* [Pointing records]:
↓↓↓

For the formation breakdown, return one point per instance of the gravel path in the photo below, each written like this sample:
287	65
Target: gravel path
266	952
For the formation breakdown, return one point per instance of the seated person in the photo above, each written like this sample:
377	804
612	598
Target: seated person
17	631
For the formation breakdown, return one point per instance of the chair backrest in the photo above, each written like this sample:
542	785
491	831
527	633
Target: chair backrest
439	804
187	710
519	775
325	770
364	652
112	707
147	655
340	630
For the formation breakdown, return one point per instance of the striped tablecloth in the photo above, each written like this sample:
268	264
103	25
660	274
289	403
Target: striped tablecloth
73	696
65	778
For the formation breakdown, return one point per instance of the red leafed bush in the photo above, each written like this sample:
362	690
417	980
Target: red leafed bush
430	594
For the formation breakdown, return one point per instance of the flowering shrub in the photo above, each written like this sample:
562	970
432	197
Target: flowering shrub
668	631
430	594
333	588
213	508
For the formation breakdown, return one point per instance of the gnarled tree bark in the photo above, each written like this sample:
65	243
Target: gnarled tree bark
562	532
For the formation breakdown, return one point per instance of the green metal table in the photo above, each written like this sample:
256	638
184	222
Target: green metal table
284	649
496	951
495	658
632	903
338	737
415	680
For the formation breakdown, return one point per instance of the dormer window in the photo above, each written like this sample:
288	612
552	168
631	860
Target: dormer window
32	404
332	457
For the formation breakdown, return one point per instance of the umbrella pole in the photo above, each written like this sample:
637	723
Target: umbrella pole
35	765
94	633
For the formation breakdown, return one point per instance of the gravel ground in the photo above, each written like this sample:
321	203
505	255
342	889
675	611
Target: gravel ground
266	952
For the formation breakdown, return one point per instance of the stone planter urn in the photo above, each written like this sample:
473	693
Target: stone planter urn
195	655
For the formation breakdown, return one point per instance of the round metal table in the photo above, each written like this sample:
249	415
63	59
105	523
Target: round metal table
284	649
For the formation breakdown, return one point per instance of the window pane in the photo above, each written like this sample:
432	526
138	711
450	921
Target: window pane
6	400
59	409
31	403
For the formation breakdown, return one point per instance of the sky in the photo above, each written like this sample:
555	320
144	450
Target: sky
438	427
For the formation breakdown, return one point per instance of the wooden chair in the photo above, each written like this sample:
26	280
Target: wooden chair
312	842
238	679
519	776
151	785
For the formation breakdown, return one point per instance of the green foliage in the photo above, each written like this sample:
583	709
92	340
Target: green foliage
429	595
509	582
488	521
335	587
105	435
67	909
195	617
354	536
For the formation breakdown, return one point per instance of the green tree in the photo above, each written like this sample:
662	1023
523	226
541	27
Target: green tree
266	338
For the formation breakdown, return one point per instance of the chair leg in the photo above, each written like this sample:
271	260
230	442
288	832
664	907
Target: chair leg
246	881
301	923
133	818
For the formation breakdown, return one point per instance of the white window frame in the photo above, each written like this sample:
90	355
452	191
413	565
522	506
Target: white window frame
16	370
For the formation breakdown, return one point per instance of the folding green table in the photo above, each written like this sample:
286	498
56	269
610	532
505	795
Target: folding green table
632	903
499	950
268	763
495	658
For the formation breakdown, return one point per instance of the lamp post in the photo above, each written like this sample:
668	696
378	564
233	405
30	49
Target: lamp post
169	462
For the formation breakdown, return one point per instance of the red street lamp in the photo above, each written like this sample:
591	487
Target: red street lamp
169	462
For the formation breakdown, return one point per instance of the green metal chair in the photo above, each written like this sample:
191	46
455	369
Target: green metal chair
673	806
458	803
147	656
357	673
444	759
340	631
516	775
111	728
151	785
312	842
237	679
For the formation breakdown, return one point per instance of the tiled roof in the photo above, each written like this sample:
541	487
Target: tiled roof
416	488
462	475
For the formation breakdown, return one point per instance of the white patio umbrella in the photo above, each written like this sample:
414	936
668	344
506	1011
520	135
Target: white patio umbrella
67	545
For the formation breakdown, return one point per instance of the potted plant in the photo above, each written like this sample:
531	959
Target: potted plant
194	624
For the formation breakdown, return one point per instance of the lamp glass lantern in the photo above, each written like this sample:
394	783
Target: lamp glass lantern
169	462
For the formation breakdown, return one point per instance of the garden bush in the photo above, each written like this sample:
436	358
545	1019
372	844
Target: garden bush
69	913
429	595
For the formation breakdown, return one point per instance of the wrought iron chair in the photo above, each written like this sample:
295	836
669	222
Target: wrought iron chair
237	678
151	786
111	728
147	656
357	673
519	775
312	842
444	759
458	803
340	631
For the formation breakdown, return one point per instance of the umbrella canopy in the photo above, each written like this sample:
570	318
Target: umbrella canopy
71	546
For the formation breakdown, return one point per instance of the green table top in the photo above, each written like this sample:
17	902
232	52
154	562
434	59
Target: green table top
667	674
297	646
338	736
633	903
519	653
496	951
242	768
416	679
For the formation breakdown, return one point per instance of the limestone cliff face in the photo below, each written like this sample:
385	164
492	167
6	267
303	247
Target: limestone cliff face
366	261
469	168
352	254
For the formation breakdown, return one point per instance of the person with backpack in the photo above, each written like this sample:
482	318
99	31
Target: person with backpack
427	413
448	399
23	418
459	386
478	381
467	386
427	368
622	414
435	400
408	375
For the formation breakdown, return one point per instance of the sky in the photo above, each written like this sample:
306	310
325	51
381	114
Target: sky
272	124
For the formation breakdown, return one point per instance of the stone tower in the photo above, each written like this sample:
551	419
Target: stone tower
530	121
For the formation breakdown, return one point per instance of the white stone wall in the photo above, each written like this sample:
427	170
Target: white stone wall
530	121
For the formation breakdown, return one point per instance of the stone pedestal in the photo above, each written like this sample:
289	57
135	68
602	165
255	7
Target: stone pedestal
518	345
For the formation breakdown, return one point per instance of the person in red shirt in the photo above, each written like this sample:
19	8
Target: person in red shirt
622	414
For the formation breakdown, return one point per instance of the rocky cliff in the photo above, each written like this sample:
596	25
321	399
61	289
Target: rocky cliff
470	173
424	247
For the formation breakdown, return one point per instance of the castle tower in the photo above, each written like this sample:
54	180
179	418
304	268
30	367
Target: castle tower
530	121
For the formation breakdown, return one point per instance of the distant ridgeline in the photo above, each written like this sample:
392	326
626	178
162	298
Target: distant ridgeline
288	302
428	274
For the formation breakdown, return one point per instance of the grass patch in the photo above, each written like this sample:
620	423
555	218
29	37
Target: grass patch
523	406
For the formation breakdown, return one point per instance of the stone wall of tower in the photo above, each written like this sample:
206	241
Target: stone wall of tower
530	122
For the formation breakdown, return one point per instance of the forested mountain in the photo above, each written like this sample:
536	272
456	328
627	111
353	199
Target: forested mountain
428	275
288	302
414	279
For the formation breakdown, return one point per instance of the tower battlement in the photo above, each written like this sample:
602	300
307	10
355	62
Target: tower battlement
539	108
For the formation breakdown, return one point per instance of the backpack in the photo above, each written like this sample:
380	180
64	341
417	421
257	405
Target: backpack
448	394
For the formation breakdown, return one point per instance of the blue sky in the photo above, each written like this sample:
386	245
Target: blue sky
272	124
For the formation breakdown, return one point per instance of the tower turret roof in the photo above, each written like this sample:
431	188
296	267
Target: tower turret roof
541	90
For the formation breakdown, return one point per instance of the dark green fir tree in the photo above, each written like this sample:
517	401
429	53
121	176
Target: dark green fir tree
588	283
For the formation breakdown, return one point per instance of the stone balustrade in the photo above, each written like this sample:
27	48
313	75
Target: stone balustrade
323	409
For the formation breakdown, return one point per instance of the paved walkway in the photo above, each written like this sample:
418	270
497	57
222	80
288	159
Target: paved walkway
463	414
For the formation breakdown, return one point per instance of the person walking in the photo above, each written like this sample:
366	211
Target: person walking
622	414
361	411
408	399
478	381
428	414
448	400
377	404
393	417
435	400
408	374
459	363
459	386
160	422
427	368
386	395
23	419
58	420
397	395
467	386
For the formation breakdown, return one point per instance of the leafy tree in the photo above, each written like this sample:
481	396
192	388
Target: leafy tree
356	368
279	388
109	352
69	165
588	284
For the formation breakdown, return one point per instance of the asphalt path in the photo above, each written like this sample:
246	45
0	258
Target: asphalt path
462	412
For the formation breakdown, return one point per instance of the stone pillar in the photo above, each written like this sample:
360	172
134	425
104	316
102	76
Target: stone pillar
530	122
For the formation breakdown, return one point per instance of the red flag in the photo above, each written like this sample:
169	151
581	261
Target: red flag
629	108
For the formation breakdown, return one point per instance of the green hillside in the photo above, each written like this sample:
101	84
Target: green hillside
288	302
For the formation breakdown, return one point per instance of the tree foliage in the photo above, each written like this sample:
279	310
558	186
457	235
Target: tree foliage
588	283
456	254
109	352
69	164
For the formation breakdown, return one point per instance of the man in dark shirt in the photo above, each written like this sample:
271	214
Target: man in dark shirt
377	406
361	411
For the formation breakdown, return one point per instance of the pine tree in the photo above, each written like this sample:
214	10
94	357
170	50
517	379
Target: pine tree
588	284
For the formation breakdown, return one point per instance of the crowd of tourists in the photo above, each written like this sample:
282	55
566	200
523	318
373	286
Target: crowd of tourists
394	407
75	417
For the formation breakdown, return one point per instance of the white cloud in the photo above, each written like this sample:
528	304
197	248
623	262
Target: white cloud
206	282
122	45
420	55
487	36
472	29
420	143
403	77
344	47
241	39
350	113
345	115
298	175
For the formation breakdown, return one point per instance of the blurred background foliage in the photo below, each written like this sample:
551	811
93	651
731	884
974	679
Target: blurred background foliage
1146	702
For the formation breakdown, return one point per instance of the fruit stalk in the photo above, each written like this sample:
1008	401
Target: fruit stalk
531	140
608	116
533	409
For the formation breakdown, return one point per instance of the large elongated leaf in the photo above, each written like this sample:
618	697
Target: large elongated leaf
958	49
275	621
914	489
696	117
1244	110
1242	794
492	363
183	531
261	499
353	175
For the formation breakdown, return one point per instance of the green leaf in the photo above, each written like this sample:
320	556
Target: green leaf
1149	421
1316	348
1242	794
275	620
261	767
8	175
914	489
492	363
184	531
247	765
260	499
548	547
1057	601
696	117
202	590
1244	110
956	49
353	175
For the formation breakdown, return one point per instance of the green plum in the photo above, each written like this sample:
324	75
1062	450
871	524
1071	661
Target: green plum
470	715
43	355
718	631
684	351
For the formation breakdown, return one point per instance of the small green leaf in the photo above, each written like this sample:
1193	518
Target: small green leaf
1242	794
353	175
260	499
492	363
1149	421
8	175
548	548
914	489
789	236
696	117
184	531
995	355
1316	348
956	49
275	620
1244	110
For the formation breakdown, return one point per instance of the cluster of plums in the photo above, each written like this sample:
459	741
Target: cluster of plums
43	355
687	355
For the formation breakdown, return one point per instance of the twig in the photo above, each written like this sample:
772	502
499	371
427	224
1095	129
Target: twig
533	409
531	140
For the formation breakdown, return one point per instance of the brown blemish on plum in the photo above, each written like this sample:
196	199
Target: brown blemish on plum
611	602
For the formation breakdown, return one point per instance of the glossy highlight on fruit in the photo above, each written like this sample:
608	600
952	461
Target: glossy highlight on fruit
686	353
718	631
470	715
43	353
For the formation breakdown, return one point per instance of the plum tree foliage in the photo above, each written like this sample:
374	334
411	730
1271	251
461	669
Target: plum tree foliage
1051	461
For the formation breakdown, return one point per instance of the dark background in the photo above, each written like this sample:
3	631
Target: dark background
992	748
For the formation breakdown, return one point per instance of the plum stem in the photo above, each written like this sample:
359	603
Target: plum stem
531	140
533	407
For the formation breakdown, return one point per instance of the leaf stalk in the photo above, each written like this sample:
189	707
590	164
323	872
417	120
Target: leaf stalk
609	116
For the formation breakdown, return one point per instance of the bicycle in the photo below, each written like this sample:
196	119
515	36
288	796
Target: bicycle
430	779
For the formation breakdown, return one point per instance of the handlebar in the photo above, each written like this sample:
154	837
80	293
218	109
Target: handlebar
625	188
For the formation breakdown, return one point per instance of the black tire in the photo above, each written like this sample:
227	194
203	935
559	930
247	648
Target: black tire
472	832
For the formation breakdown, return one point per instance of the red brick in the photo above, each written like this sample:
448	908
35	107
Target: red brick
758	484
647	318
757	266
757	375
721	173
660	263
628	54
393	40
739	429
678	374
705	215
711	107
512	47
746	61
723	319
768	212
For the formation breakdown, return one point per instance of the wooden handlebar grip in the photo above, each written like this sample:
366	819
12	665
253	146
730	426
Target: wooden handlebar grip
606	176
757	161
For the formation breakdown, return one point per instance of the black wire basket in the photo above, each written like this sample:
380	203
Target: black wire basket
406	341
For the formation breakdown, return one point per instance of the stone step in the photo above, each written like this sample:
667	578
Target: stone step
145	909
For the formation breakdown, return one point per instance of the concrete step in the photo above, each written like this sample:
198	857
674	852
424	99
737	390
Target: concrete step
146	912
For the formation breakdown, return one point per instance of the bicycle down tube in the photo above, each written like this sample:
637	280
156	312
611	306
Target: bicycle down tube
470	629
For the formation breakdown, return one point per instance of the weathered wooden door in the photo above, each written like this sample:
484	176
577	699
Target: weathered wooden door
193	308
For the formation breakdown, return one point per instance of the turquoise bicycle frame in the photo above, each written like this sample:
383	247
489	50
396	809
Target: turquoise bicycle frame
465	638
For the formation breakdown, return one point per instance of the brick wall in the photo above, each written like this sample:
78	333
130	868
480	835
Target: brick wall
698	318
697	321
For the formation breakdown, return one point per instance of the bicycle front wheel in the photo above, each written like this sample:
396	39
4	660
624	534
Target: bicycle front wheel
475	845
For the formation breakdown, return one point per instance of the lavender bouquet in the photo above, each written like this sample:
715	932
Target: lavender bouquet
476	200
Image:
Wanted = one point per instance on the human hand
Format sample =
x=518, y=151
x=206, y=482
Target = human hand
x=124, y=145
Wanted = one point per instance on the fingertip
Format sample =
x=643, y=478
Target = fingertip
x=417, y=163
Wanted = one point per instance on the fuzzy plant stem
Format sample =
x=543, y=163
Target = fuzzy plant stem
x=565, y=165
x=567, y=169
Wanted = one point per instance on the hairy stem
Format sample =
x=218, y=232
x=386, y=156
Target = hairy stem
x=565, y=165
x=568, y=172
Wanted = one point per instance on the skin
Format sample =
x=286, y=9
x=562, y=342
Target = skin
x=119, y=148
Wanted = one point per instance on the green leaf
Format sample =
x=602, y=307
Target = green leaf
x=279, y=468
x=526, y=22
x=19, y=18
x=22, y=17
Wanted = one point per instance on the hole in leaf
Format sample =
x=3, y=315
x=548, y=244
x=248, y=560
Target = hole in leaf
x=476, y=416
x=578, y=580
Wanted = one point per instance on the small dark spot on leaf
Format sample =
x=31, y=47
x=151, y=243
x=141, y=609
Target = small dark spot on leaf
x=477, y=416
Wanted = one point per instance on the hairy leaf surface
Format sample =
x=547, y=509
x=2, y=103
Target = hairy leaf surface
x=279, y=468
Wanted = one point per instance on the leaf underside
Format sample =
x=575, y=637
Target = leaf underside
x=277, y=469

↑↑↑

* [Requirements]: Copy exactly, and only, the lines from the one containing "Wanted = one point per instance on the green" through the last line of the listing.

* [Final result]:
Wanted = one point per instance on the green leaf
Format sample =
x=602, y=307
Target = green leaf
x=279, y=468
x=526, y=22
x=19, y=18
x=22, y=17
Wanted = one point per instance on the hole in leaf
Format sample =
x=3, y=315
x=548, y=244
x=248, y=560
Target = hole in leaf
x=476, y=416
x=578, y=580
Wanted = one point per instance on the small dark spot on leaf
Format sample =
x=31, y=47
x=151, y=243
x=141, y=609
Target = small dark spot on leaf
x=477, y=416
Wanted = one point per instance on the hairy leaf surface
Format sample =
x=547, y=509
x=2, y=103
Target = hairy leaf surface
x=279, y=468
Wanted = one point per instance on the leaf underside
Format sample =
x=575, y=637
Target = leaf underside
x=277, y=469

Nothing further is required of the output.